▶ _What this task involves_: Transcribe the records that follow in their entirety, omitting any pictures.

-------- Data to process --------

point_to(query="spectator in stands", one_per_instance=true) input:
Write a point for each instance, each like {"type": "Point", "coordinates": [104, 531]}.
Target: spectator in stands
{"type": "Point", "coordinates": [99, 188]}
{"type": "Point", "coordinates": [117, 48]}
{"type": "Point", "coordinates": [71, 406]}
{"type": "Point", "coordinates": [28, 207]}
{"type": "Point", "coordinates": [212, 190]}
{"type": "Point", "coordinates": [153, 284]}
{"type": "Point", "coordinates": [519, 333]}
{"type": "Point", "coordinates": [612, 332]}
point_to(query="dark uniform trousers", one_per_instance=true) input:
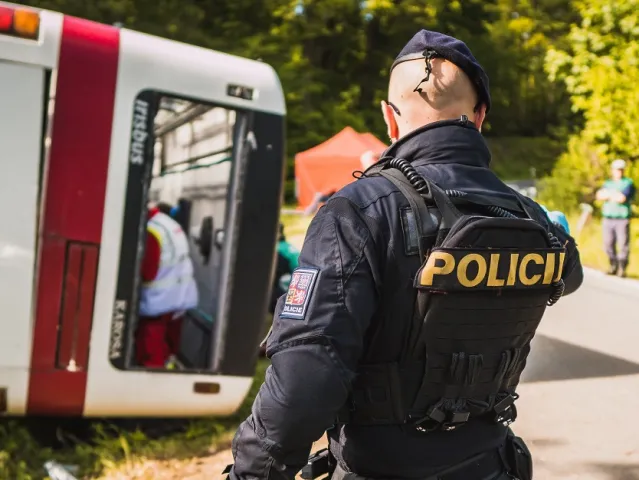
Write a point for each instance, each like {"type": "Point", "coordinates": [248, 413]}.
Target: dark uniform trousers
{"type": "Point", "coordinates": [356, 307]}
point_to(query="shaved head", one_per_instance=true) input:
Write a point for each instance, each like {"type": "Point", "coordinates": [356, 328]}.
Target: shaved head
{"type": "Point", "coordinates": [448, 94]}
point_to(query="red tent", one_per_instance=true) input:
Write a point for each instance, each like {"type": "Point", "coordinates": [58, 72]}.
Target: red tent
{"type": "Point", "coordinates": [329, 166]}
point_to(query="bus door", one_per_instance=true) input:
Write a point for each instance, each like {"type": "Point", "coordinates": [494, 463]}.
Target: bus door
{"type": "Point", "coordinates": [199, 134]}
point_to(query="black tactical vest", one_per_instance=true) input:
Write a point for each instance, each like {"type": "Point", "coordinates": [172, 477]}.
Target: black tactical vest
{"type": "Point", "coordinates": [482, 291]}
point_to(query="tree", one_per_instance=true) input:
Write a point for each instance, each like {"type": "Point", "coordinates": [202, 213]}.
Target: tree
{"type": "Point", "coordinates": [601, 72]}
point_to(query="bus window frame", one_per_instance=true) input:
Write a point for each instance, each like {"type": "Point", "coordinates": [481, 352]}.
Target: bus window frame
{"type": "Point", "coordinates": [126, 305]}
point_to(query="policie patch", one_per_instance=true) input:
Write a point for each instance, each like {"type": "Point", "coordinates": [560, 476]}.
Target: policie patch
{"type": "Point", "coordinates": [299, 293]}
{"type": "Point", "coordinates": [449, 269]}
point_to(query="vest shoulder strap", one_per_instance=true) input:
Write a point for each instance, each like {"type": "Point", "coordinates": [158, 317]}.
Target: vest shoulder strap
{"type": "Point", "coordinates": [423, 221]}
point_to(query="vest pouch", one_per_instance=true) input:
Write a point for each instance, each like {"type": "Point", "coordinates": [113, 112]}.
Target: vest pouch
{"type": "Point", "coordinates": [518, 457]}
{"type": "Point", "coordinates": [376, 396]}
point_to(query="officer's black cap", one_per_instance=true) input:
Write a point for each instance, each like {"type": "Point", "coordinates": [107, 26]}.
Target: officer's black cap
{"type": "Point", "coordinates": [454, 51]}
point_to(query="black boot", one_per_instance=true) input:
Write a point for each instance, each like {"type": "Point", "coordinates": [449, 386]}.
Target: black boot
{"type": "Point", "coordinates": [614, 267]}
{"type": "Point", "coordinates": [623, 265]}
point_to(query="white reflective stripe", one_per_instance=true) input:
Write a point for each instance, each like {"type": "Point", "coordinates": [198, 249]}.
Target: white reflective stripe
{"type": "Point", "coordinates": [166, 282]}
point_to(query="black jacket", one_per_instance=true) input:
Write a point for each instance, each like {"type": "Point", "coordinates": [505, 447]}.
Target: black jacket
{"type": "Point", "coordinates": [363, 277]}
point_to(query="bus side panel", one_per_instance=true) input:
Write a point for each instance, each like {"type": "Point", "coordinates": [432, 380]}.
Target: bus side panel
{"type": "Point", "coordinates": [72, 216]}
{"type": "Point", "coordinates": [149, 63]}
{"type": "Point", "coordinates": [23, 103]}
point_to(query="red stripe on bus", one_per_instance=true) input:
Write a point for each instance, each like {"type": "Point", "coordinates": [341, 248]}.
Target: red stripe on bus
{"type": "Point", "coordinates": [73, 210]}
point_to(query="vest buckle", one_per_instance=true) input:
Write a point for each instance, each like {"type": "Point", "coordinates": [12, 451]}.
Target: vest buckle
{"type": "Point", "coordinates": [505, 410]}
{"type": "Point", "coordinates": [436, 418]}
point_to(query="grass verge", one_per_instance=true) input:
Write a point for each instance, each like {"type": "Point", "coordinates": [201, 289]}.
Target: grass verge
{"type": "Point", "coordinates": [111, 448]}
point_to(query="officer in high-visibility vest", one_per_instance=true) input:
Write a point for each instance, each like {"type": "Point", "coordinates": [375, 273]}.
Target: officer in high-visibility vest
{"type": "Point", "coordinates": [617, 193]}
{"type": "Point", "coordinates": [168, 291]}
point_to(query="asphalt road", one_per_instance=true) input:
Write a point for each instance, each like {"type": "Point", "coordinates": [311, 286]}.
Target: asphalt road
{"type": "Point", "coordinates": [580, 390]}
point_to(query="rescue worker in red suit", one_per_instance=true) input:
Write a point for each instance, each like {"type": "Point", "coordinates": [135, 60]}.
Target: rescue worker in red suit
{"type": "Point", "coordinates": [168, 290]}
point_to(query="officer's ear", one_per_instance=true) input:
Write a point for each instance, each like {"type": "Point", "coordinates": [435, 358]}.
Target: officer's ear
{"type": "Point", "coordinates": [480, 116]}
{"type": "Point", "coordinates": [391, 123]}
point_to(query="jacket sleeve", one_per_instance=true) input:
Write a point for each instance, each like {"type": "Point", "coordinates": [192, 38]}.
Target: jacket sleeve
{"type": "Point", "coordinates": [314, 345]}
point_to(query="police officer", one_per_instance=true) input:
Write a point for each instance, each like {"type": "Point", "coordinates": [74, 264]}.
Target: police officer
{"type": "Point", "coordinates": [617, 193]}
{"type": "Point", "coordinates": [340, 342]}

--------

▶ _Task response_:
point_to(query="spectator in stands", one_per_instance=true) input:
Write a point for each instance, each like {"type": "Point", "coordinates": [104, 531]}.
Target: spectator in stands
{"type": "Point", "coordinates": [99, 188]}
{"type": "Point", "coordinates": [117, 48]}
{"type": "Point", "coordinates": [71, 406]}
{"type": "Point", "coordinates": [28, 207]}
{"type": "Point", "coordinates": [212, 190]}
{"type": "Point", "coordinates": [153, 284]}
{"type": "Point", "coordinates": [519, 333]}
{"type": "Point", "coordinates": [612, 332]}
point_to(query="dark uniform trousers", one_per_instance=true) input:
Write a point for each instance, each like {"type": "Point", "coordinates": [248, 413]}.
Target: dark uniform trousers
{"type": "Point", "coordinates": [356, 307]}
point_to(query="shaved head", one_per_instance=true) input:
Write a point for each instance, each like {"type": "Point", "coordinates": [356, 328]}.
Target: shaved head
{"type": "Point", "coordinates": [448, 94]}
point_to(query="red tent", one_per_instance=true) input:
Write a point for each instance, each like {"type": "Point", "coordinates": [58, 72]}.
Target: red tent
{"type": "Point", "coordinates": [329, 166]}
point_to(query="bus door", one_per_instance=true) input:
Write a point for each instance, each like {"type": "Point", "coordinates": [494, 463]}.
Target: bus door
{"type": "Point", "coordinates": [199, 134]}
point_to(query="black tactical vest", one_per_instance=true) input:
Write a point for each instance, each like {"type": "Point", "coordinates": [172, 477]}.
Target: black tactical vest
{"type": "Point", "coordinates": [482, 291]}
point_to(query="tree", one_per_instance=true) input:
Write a point for each instance, each like {"type": "Point", "coordinates": [202, 213]}.
Target: tree
{"type": "Point", "coordinates": [601, 72]}
point_to(query="bus window frame", one_per_instance=true) input:
Write a point for each instance, each like {"type": "Point", "coordinates": [481, 352]}.
Target: bus window frame
{"type": "Point", "coordinates": [126, 305]}
point_to(query="policie patch", one_per_instance=true) input:
Write a point for each instance, each like {"type": "Point", "coordinates": [560, 476]}.
Target: policie patch
{"type": "Point", "coordinates": [299, 293]}
{"type": "Point", "coordinates": [449, 269]}
point_to(query="vest shoulder strap", one_per_instance=true) input:
Write a point for each instance, each like {"type": "Point", "coordinates": [158, 317]}.
Target: vest shoulder strap
{"type": "Point", "coordinates": [423, 221]}
point_to(query="vest pouch", one_per_instance=true) input:
Write a point for each instance, each like {"type": "Point", "coordinates": [113, 112]}.
Target: vest pouch
{"type": "Point", "coordinates": [518, 457]}
{"type": "Point", "coordinates": [376, 396]}
point_to(query="officer's black cap", one_per_instance=true) input:
Write a point for each instance, each like {"type": "Point", "coordinates": [107, 26]}.
Target: officer's black cap
{"type": "Point", "coordinates": [454, 51]}
point_to(query="black boot", one_per_instance=true) input:
Write a point for each instance, each like {"type": "Point", "coordinates": [449, 386]}.
Target: black boot
{"type": "Point", "coordinates": [614, 267]}
{"type": "Point", "coordinates": [623, 265]}
point_to(query="white reflective stripe", one_per_instance=true) input:
Write a point for each instance, each like {"type": "Point", "coordinates": [198, 249]}.
Target: white reflective stripe
{"type": "Point", "coordinates": [166, 282]}
point_to(query="black jacket", one_per_instance=true) input:
Write a point for each instance, each like {"type": "Point", "coordinates": [505, 447]}.
Target: black jacket
{"type": "Point", "coordinates": [363, 277]}
point_to(query="bus side panel", one_per_instance=true) input:
Write a point for each instance, each like {"type": "Point", "coordinates": [432, 380]}.
Target: bus side panel
{"type": "Point", "coordinates": [72, 216]}
{"type": "Point", "coordinates": [149, 63]}
{"type": "Point", "coordinates": [23, 103]}
point_to(query="red stripe on bus", one_per_instance=true) input:
Write a point for each instance, each like {"type": "Point", "coordinates": [341, 248]}.
Target: red stripe on bus
{"type": "Point", "coordinates": [73, 210]}
point_to(query="vest buckle", one_per_instance=true) input:
Write a point for each instance, each like {"type": "Point", "coordinates": [12, 451]}.
Target: vest buckle
{"type": "Point", "coordinates": [505, 410]}
{"type": "Point", "coordinates": [436, 418]}
point_to(query="grass verge", one_per_instance=true) input:
Write a point for each instance, each like {"type": "Point", "coordinates": [201, 289]}.
Target: grass verge
{"type": "Point", "coordinates": [111, 448]}
point_to(query="officer in high-visibility vest", one_per_instance=true) input:
Write a point for each instance, each like {"type": "Point", "coordinates": [375, 273]}.
Target: officer in high-visibility vest
{"type": "Point", "coordinates": [617, 193]}
{"type": "Point", "coordinates": [168, 291]}
point_to(query="asphalt road", one_per_instance=true) input:
Write a point for each instance, each like {"type": "Point", "coordinates": [311, 286]}.
Target: asphalt road
{"type": "Point", "coordinates": [580, 390]}
point_to(query="rescue worker in red suit", one_per_instance=true) input:
Write a point for each instance, each like {"type": "Point", "coordinates": [135, 60]}.
Target: rescue worker in red suit
{"type": "Point", "coordinates": [168, 290]}
point_to(query="officer's ear", one_per_instance=true) input:
Write a point for each instance, each like {"type": "Point", "coordinates": [435, 358]}.
Target: officer's ear
{"type": "Point", "coordinates": [480, 116]}
{"type": "Point", "coordinates": [391, 123]}
point_to(query="jacket sleeve", one_per_instance=true) input:
Write a point for each instance, each like {"type": "Point", "coordinates": [192, 38]}.
Target: jacket sleeve
{"type": "Point", "coordinates": [314, 345]}
point_to(query="police officer", one_per_instance=true) input:
Write a point for each instance, each like {"type": "Point", "coordinates": [74, 264]}.
Target: police officer
{"type": "Point", "coordinates": [617, 193]}
{"type": "Point", "coordinates": [340, 342]}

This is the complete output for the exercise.